Rows taken from a box labeling dataset:
↓
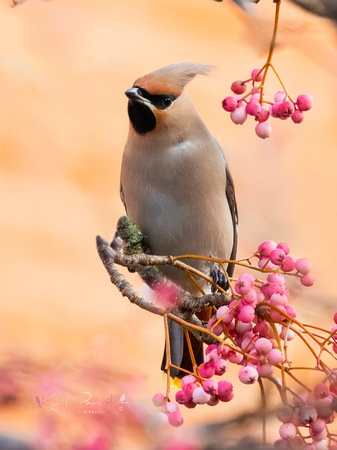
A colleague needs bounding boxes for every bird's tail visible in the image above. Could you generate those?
[161,308,210,379]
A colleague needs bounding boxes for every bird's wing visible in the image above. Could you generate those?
[226,167,239,277]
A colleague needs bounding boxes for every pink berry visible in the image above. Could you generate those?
[238,305,255,323]
[274,91,287,103]
[239,273,255,286]
[214,358,227,376]
[180,375,196,389]
[199,363,215,378]
[207,318,223,336]
[216,305,235,323]
[205,344,218,355]
[253,320,270,337]
[269,102,281,119]
[250,90,264,102]
[244,289,257,306]
[255,122,271,139]
[218,380,233,395]
[246,100,261,116]
[239,366,259,384]
[281,255,295,272]
[277,101,295,119]
[222,97,238,112]
[276,242,290,255]
[291,109,304,123]
[176,391,190,405]
[257,256,277,270]
[309,428,331,442]
[168,410,184,427]
[152,393,165,407]
[301,273,315,287]
[234,280,251,295]
[202,380,218,396]
[255,338,273,355]
[296,94,314,111]
[269,248,286,266]
[207,395,220,406]
[267,348,283,365]
[257,108,270,122]
[230,106,247,125]
[251,68,264,81]
[279,422,296,441]
[231,80,247,95]
[256,363,274,378]
[219,392,234,403]
[295,258,312,275]
[184,383,199,400]
[192,386,211,405]
[204,348,219,363]
[274,439,289,450]
[258,241,276,257]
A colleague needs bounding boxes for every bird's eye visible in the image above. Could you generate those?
[163,97,173,109]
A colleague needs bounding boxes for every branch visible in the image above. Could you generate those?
[96,223,232,344]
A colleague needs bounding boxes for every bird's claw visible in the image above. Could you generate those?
[210,269,229,294]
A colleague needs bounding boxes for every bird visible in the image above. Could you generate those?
[120,62,238,379]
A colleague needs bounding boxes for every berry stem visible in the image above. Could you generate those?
[164,315,171,398]
[257,377,267,445]
[184,328,199,377]
[260,0,283,102]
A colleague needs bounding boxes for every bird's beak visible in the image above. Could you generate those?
[124,88,145,102]
[124,87,150,103]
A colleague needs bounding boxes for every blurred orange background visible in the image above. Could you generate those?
[0,0,337,449]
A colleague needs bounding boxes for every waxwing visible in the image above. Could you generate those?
[121,63,238,377]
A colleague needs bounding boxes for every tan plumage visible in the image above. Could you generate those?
[121,63,237,374]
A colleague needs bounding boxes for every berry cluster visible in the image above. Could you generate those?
[274,383,337,450]
[256,241,314,286]
[222,68,313,139]
[153,241,337,450]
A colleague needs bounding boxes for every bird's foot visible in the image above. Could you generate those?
[210,269,229,294]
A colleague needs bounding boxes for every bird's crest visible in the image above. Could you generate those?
[134,63,214,96]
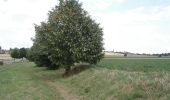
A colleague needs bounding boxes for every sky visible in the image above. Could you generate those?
[0,0,170,53]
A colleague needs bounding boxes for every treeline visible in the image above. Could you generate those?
[10,48,29,60]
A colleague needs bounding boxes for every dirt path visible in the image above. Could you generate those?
[48,82,82,100]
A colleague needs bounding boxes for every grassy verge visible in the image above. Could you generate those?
[0,59,170,100]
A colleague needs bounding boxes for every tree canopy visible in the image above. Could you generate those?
[32,0,103,72]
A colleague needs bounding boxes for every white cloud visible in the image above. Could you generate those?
[90,7,170,53]
[0,0,57,49]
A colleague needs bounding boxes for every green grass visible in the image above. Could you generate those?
[0,59,170,100]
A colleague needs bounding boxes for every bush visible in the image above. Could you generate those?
[0,61,4,65]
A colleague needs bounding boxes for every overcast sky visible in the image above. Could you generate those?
[0,0,170,53]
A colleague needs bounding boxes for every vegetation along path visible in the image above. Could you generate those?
[0,59,170,100]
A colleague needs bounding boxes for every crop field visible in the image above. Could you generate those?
[0,58,170,100]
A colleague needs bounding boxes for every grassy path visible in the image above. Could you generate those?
[0,62,79,100]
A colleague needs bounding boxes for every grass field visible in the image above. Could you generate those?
[0,59,170,100]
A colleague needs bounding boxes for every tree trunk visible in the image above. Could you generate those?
[65,66,71,75]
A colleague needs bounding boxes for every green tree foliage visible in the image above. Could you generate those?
[32,0,103,73]
[19,48,27,59]
[10,48,20,60]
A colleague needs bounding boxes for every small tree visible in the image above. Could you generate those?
[10,48,20,61]
[33,0,103,74]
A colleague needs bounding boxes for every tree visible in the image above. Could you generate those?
[10,48,20,61]
[33,0,104,74]
[19,48,27,59]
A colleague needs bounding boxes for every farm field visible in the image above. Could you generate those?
[0,58,170,100]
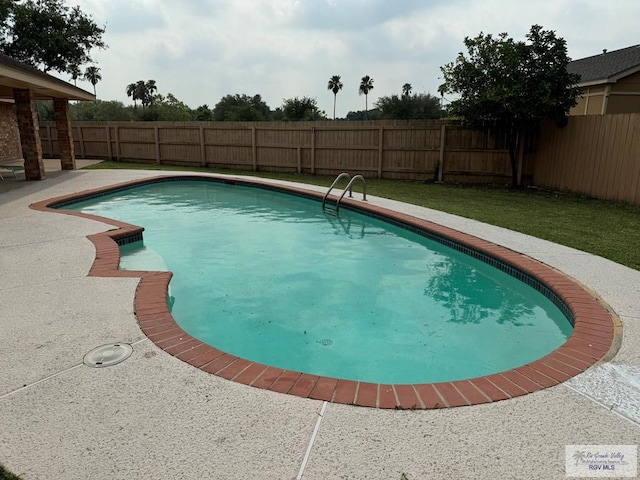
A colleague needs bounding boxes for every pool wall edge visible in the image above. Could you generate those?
[30,174,622,410]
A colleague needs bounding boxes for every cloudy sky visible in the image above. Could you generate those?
[61,0,640,117]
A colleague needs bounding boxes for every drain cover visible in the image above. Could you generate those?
[84,343,133,368]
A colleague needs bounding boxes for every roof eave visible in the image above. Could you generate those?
[0,65,96,100]
[578,64,640,87]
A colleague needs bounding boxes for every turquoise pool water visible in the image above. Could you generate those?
[65,181,572,384]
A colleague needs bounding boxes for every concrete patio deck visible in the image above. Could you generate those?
[0,166,640,480]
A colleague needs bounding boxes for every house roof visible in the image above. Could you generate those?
[567,45,640,86]
[0,53,95,100]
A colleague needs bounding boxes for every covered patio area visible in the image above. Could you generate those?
[0,53,95,180]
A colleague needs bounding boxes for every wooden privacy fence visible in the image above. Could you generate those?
[40,121,532,184]
[533,113,640,205]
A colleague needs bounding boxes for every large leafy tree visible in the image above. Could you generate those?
[327,75,342,120]
[0,0,106,74]
[282,97,327,122]
[375,93,442,120]
[438,25,579,186]
[212,94,271,122]
[358,75,373,119]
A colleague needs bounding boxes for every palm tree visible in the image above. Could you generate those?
[144,80,158,105]
[327,75,342,120]
[136,80,147,110]
[84,65,102,96]
[127,83,140,110]
[69,65,82,87]
[358,75,373,118]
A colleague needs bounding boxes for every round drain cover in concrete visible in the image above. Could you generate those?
[84,343,133,368]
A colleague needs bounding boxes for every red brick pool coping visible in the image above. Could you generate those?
[31,175,621,409]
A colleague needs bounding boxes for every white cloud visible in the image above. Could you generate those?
[61,0,640,116]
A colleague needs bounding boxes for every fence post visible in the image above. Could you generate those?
[311,127,316,175]
[378,127,384,178]
[106,123,112,161]
[198,125,207,167]
[517,132,526,186]
[438,125,447,183]
[153,125,160,165]
[76,125,86,158]
[114,125,120,162]
[251,126,258,172]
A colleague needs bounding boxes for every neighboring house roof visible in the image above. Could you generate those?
[567,45,640,87]
[0,53,95,100]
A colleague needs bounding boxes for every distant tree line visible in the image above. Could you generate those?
[37,76,443,122]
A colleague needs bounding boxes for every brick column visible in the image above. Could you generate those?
[53,98,76,170]
[13,88,45,180]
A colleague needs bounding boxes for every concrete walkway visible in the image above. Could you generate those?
[0,170,640,480]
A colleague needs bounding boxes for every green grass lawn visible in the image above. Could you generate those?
[86,162,640,270]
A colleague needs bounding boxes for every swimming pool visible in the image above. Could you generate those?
[37,176,616,406]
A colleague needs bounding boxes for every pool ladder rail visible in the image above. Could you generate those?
[322,172,367,216]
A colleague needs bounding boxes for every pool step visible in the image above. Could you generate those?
[323,203,338,217]
[322,172,367,217]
↑
> [What to work on] Reproduce all of the records above word for word, omitting the pictures.

> [Answer to this task]
A colleague needs bounding boxes for every bird's tail visible in the image above. Could you generate those?
[161,308,210,379]
A colleague needs bounding boxes for every bird's wing visible in the image above. Could you generate those?
[226,167,239,277]
A colleague needs bounding boxes for every pink berry visible in the image above. Could you generate those?
[238,305,255,323]
[274,91,287,103]
[239,273,255,286]
[214,358,227,376]
[180,375,196,389]
[199,363,215,378]
[207,318,223,336]
[216,305,235,323]
[205,344,218,355]
[253,320,270,337]
[269,102,281,119]
[250,90,264,102]
[244,289,257,306]
[255,122,271,139]
[218,380,233,395]
[246,100,261,116]
[239,366,259,384]
[281,255,295,272]
[277,101,295,119]
[222,97,238,112]
[276,242,290,255]
[291,109,304,123]
[176,391,190,405]
[257,256,277,270]
[309,428,331,442]
[168,410,184,427]
[152,393,165,407]
[301,273,315,287]
[234,280,251,295]
[202,380,218,396]
[255,338,273,355]
[296,94,314,111]
[269,248,286,266]
[207,395,220,406]
[267,348,283,365]
[257,108,270,122]
[230,106,247,125]
[251,68,264,81]
[279,422,296,441]
[231,80,247,95]
[256,363,274,378]
[219,392,234,403]
[295,258,312,275]
[184,383,199,400]
[192,386,211,405]
[204,348,219,363]
[274,439,289,450]
[258,241,276,257]
A colleague needs bounding boxes for every bird's eye visible in the image above. Could you generate those?
[163,97,173,109]
A colleague needs bounding boxes for every branch visible in the image above. Could you generate those?
[96,223,232,344]
A colleague needs bounding boxes for every bird's claw visible in the image above. Could you generate those?
[210,269,229,294]
A colleague needs bounding boxes for every bird visible in the image above. Could you generate those?
[120,62,238,379]
A colleague needs bounding boxes for every berry stem visible in the image above. Could you generate those?
[164,315,171,398]
[257,377,267,445]
[184,328,199,377]
[260,0,283,102]
A colleague needs bounding boxes for every bird's beak visible in the image above. Could you generate those?
[124,88,145,102]
[124,87,150,103]
A colleague needs bounding boxes for every blurred orange background visible in the image above. Could you generate those?
[0,0,337,449]
A colleague needs bounding boxes for every waxwing visible in the image above. Could you generate those?
[121,63,238,377]
A colleague needs bounding boxes for every tan plumage visible in the image above. Could you generate those?
[121,63,237,374]
A colleague needs bounding boxes for every berry cluster visible in the image above. Could you generate those?
[274,383,337,450]
[256,241,314,286]
[222,68,313,139]
[153,241,337,450]
A colleague needs bounding boxes for every bird's foot visible in the image above. Could you generate those?
[210,269,229,294]
A colleague needs bounding boxes for every bird's crest visible in the image above. Could you generate those?
[134,63,214,96]
A colleague needs bounding boxes for every sky visible in the image above. Could you generate those?
[0,0,170,53]
A colleague needs bounding boxes for every treeline visible in the image above. Could you generate those?
[10,48,29,60]
A colleague needs bounding boxes for every dirt path visible in the image above. Could you generate those?
[48,82,82,100]
A colleague needs bounding boxes for every grassy verge visible in the image above. Could you generate those?
[0,59,170,100]
A colleague needs bounding boxes for every tree canopy visible in the image above. Could you generate those?
[32,0,103,72]
A colleague needs bounding boxes for every white cloud visible in the image above. Could you generate those?
[90,7,170,53]
[0,0,57,49]
A colleague needs bounding boxes for every green grass visible in the image above. Could you generate those?
[0,59,170,100]
A colleague needs bounding boxes for every bush visible in the image above. Could you generate those?
[0,61,4,65]
A colleague needs bounding boxes for every overcast sky visible in the image above. Could you generate those?
[0,0,170,53]
A colleague needs bounding boxes for every vegetation along path visible in the image above. Could you generate those?
[0,59,170,100]
A colleague needs bounding boxes for every crop field visible in the image above. Could you generate those?
[0,58,170,100]
A colleague needs bounding boxes for every grassy path visible in the image above. Could you generate those?
[0,62,79,100]
A colleague needs bounding boxes for every grass field visible in the image above. Could you generate those?
[0,59,170,100]
A colleague needs bounding boxes for every tree trunk visible in the image above. Could you generate those?
[65,66,71,75]
A colleague needs bounding boxes for every green tree foliage visible in the image above. Could you generate those?
[32,0,103,73]
[19,48,27,59]
[10,48,20,60]
A colleague needs bounding boxes for every small tree visible in the image above. Could you generate those?
[10,48,20,61]
[33,0,103,74]
A colleague needs bounding boxes for every tree visible in the image above. Could you generate those?
[10,48,20,61]
[33,0,104,74]
[19,48,27,59]
A colleague needs bounding boxes for every farm field visible in the image above. Could you generate those?
[0,58,170,100]
A colleague needs bounding boxes for every pool wall edge visible in the image above. Could you generate those?
[30,174,622,410]
A colleague needs bounding boxes for every cloudy sky visible in the image above. Could you generate those?
[61,0,640,117]
A colleague needs bounding boxes for every drain cover visible in the image above. Could you generate those?
[84,343,133,368]
A colleague needs bounding boxes for every roof eave visible in the image above. Could you generate those?
[0,65,96,100]
[578,64,640,87]
A colleague needs bounding boxes for every turquoise pool water visible in the image above. Could you generate those?
[65,181,572,384]
A colleague needs bounding boxes for every concrete patio deck visible in the image above. Could you generate those?
[0,166,640,480]
A colleague needs bounding boxes for every house roof visible in the image above. Could you generate those?
[567,45,640,86]
[0,53,95,100]
A colleague needs bounding boxes for every covered patio area visible in the image above. Could you generate those?
[0,53,95,180]
A colleague needs bounding boxes for every wooden privacy fence visible in the image above. Could you generate those?
[40,121,532,184]
[533,113,640,205]
A colleague needs bounding boxes for every large leafy tree visible in the image above. Could you generate those?
[327,75,342,120]
[0,0,106,74]
[282,97,327,122]
[375,93,442,120]
[438,25,579,186]
[212,94,271,122]
[358,75,373,119]
A colleague needs bounding boxes for every palm tree visible in the image above. Could you generate those?
[144,80,158,105]
[327,75,342,120]
[136,80,147,110]
[84,65,102,96]
[127,83,140,110]
[69,65,82,87]
[358,75,373,118]
A colleague needs bounding boxes for every round drain cover in concrete visible in the image above. Could you generate those?
[84,343,133,368]
A colleague needs bounding boxes for every red brick pool coping visible in the image above. Could you generate those?
[31,175,621,409]
A colleague needs bounding boxes for every white cloud visible in the image above. Could you generate those?
[61,0,640,116]
A colleague needs bounding boxes for every fence post visible in the image above. Could you generate those?
[311,127,316,175]
[378,127,384,178]
[106,123,112,161]
[198,125,207,167]
[517,132,526,186]
[438,125,447,183]
[153,125,160,165]
[76,125,86,158]
[114,125,120,162]
[251,126,258,172]
A colleague needs bounding boxes for every neighboring house roof visible in the image above. Could you generate those?
[567,45,640,87]
[0,53,95,100]
A colleague needs bounding boxes for every distant tree line visible in the image above. Could you generate those?
[37,76,443,122]
A colleague needs bounding boxes for every brick column visible in the image above. Could you generate those?
[53,98,76,170]
[13,88,45,180]
A colleague needs bounding boxes for every concrete walkway visible in the image above. Could you generate those?
[0,170,640,480]
A colleague needs bounding boxes for every green grass lawn visible in the image above. Could you generate those?
[86,162,640,270]
A colleague needs bounding boxes for every swimming pool visible in the image above. Could you generate those?
[37,176,616,406]
A colleague needs bounding boxes for every pool ladder rail visible in the image above. Could you generate those?
[322,172,367,216]
A colleague needs bounding boxes for every pool step visible in the image above. Could you generate those?
[323,203,338,217]
[322,172,367,217]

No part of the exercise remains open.